The problem:
Strip out all images, then restate the data verbatim.

Exercise data:
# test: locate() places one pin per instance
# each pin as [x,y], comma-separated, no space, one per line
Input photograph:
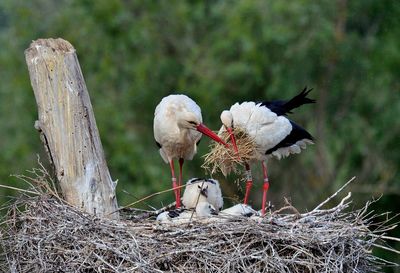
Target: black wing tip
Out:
[303,94]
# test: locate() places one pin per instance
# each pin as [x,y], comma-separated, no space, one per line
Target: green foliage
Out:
[133,53]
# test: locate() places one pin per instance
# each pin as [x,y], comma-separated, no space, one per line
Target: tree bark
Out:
[68,127]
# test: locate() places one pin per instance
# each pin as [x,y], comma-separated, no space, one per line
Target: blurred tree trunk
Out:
[68,127]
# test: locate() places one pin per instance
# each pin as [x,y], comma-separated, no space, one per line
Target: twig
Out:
[333,195]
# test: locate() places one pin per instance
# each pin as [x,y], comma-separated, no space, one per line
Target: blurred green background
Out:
[133,53]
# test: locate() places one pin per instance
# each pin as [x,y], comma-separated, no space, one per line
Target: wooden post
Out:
[68,127]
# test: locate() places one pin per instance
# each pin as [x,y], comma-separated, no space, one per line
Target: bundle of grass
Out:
[227,160]
[41,233]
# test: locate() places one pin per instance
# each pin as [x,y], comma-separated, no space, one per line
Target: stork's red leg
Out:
[233,140]
[265,187]
[181,160]
[249,183]
[174,184]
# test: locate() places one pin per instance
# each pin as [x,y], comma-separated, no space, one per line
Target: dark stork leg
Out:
[265,187]
[249,183]
[181,160]
[174,184]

Worked solution:
# test: locate() places one pin per instance
# each pin as [x,y], comma-separated, no space, one per line
Input photograph:
Target: black wing tip
Out:
[303,94]
# test: locate() places one pin per instance
# each pin as [x,y], comma-separated, no space, one per line
Target: green foliage
Out:
[133,53]
# test: locate() places one pin per instance
# each pin as [x,y], comma-separated, no space, one per line
Target: tree bark
Out:
[68,127]
# test: locate() places one pin per instance
# each pin as [x,y], comma-separated, no space, one per line
Target: blurred tree trunk
Out:
[68,127]
# test: locate() places one pin per instance
# each pin as [x,y], comma-separated, no space, one per line
Target: twig
Out:
[333,195]
# test: locate() places one pin per instance
# each pin as [x,y], comma-separated, no space, one per line
Target: blurred green background
Out:
[133,53]
# test: locate() places one pin per instance
# each pin as [x,y], comma-separated, no space, one per line
Target: wooden post
Out:
[68,127]
# test: locate() places one pin per instance
# each pin as [x,y], comma-separated, no space, one per line
Target: bundle of grass
Out:
[227,160]
[41,233]
# test: locate() places one pin per instance
# each pin as [x,y], comma-separated, no space, one per line
Target: stork's red leg
Out:
[233,140]
[265,187]
[181,160]
[249,183]
[174,184]
# test: locate() places one pin per instance
# each pin as [x,y], comma-separated, no space, one per line
Target: dark stork leg
Out:
[265,187]
[249,183]
[181,160]
[174,184]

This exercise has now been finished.